## EXTRAIT À LIRE
<<<<

Alors j'entends bien pour Radical, il y a cette inspiration très personnelle. Et puis il y a aussi ce sujet plus universel qui est l'extrémisme politique que vous dénoncez. Là cette fois ci dans Pollution, on va en reparler, mais on parle d'une société au bord de l'implosion, avec après une crise sanitaire et puis avec l'écologie, une société qui ne prend pas soin de sa planète, est-ce qu'il y a une écriture revendicatrice de votre part ? Vous parlez d'écrire quand on va mal, vous vous faites aussi pour mission d'écrire pour montrer que la société va mal ?

>>>>

## ENREGISTREMENTS FOURNIS
<<<<

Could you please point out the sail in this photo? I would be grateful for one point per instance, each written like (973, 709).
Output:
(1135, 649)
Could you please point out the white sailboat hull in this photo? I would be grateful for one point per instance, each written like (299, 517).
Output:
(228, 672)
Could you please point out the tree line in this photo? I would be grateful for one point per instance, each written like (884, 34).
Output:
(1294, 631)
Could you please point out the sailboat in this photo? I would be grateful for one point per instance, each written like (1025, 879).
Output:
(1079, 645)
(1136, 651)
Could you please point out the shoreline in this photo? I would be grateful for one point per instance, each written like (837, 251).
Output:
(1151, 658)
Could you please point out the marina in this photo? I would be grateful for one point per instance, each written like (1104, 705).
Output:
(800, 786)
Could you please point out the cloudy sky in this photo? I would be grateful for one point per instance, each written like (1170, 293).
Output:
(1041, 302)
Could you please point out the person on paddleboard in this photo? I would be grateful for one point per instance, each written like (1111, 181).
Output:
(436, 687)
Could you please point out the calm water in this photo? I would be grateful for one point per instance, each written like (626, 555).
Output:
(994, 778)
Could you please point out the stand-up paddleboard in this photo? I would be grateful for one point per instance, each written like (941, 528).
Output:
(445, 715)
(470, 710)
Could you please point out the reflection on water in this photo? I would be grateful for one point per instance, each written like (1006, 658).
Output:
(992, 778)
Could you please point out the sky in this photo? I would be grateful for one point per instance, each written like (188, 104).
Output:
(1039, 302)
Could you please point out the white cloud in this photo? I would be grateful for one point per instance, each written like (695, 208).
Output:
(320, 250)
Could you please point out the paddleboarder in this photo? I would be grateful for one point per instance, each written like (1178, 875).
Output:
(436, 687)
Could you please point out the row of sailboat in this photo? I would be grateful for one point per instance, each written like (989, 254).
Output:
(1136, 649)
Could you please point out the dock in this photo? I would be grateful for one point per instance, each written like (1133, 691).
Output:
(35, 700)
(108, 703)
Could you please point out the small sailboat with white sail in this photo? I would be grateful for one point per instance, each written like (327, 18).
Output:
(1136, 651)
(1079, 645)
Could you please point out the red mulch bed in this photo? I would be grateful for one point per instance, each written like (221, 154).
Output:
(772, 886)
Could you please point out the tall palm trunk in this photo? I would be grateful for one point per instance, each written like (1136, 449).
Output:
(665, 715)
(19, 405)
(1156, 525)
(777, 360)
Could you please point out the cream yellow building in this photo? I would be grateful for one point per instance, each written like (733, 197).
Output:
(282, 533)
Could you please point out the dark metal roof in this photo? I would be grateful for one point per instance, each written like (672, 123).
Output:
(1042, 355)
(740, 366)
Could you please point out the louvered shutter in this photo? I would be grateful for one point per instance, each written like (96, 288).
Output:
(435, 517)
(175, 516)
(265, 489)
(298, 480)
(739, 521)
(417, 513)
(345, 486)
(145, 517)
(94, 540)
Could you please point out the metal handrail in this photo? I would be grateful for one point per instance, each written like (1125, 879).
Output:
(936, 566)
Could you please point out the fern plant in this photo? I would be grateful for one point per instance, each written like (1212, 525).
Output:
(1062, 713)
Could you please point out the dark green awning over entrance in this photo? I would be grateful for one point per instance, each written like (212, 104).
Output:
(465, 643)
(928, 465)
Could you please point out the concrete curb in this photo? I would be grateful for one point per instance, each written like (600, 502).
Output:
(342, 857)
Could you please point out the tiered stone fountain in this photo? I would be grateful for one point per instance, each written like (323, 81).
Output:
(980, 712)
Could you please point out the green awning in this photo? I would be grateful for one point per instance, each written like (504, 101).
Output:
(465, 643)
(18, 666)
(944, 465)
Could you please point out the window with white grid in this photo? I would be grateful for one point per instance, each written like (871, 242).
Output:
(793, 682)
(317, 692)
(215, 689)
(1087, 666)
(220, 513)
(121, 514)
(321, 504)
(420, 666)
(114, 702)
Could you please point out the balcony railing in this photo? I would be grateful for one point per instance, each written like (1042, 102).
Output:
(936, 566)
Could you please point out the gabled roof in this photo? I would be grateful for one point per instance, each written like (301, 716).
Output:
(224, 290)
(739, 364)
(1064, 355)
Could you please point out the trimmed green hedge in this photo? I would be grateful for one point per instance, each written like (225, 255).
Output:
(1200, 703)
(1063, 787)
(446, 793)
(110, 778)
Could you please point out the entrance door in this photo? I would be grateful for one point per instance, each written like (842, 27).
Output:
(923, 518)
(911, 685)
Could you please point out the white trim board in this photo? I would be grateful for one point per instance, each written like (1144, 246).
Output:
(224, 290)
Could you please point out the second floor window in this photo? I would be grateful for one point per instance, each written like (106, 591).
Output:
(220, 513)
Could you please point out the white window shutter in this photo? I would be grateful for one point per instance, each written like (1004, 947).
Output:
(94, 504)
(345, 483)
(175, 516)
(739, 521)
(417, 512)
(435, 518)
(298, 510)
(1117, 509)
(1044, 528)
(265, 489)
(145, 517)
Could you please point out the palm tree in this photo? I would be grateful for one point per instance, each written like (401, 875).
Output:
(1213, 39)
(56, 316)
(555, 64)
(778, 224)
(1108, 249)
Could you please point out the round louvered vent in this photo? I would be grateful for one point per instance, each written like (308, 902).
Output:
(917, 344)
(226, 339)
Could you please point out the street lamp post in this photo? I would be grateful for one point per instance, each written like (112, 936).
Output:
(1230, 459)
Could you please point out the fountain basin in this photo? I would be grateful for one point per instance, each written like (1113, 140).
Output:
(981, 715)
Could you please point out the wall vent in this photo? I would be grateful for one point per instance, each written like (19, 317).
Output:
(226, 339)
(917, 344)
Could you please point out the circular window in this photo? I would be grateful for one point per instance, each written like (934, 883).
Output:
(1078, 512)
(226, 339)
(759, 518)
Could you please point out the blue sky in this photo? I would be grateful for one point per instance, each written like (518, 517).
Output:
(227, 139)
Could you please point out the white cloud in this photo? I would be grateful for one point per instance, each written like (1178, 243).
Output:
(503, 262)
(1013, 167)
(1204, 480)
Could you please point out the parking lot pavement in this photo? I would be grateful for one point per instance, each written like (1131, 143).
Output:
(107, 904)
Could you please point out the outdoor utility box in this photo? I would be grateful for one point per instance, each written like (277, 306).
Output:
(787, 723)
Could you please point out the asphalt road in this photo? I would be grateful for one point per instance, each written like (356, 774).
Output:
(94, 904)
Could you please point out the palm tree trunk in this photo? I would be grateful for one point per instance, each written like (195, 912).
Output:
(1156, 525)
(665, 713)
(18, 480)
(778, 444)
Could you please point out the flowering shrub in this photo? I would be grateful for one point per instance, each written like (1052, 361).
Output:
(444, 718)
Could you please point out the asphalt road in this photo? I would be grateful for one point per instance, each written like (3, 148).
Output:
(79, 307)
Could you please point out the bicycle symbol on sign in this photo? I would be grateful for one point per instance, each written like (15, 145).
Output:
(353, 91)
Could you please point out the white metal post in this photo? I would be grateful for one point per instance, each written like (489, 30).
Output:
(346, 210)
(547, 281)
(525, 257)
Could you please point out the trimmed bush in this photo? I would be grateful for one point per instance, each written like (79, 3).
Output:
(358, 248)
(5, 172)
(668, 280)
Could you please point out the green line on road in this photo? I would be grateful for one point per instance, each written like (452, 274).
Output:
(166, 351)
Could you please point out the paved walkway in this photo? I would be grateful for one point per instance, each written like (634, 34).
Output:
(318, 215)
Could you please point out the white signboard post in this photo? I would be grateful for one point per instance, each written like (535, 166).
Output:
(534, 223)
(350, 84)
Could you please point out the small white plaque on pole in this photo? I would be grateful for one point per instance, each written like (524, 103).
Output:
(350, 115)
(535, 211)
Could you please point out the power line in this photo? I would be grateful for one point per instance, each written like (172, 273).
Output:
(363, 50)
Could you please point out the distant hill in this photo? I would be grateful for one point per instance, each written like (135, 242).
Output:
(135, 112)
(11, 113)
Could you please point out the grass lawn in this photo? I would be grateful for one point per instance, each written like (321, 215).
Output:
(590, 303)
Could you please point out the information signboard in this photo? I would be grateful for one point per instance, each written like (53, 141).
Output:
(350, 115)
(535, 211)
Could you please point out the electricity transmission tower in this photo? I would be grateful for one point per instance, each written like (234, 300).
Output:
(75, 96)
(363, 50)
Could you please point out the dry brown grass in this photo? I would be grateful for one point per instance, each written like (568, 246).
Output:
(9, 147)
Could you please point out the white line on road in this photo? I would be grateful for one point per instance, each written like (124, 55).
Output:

>>>>

## TRAVAIL À RÉALISER
1 - Répondez à ces questions d'après l'extrait :
(a) Quel livre a une inspiration très personnelle ?
(b) Quel sujet universel est dénoncé dans ce livre ?
(c) Dans Pollution, au bord de quoi se trouve la société ?
2 - Recopiez dans l'extrait tout ce qui va de « Alors j'entends bien » jusqu'à « société va mal ? ».
Ces enregistrements ont une autre origine que l'extrait.

## RÉSULTATS FINAUX
1 -
(a) Radical.
(b) L'extrémisme politique.
(c) Au bord de l'implosion.

2 -
Alors j'entends bien pour Radical, il y a cette inspiration très personnelle. Et puis il y a aussi ce sujet plus universel qui est l'extrémisme politique que vous dénoncez. Là cette fois ci dans Pollution, on va en reparler, mais on parle d'une société au bord de l'implosion, avec après une crise sanitaire et puis avec l'écologie, une société qui ne prend pas soin de sa planète, est-ce qu'il y a une écriture revendicatrice de votre part ? Vous parlez d'écrire quand on va mal, vous vous faites aussi pour mission d'écrire pour montrer que la société va mal ?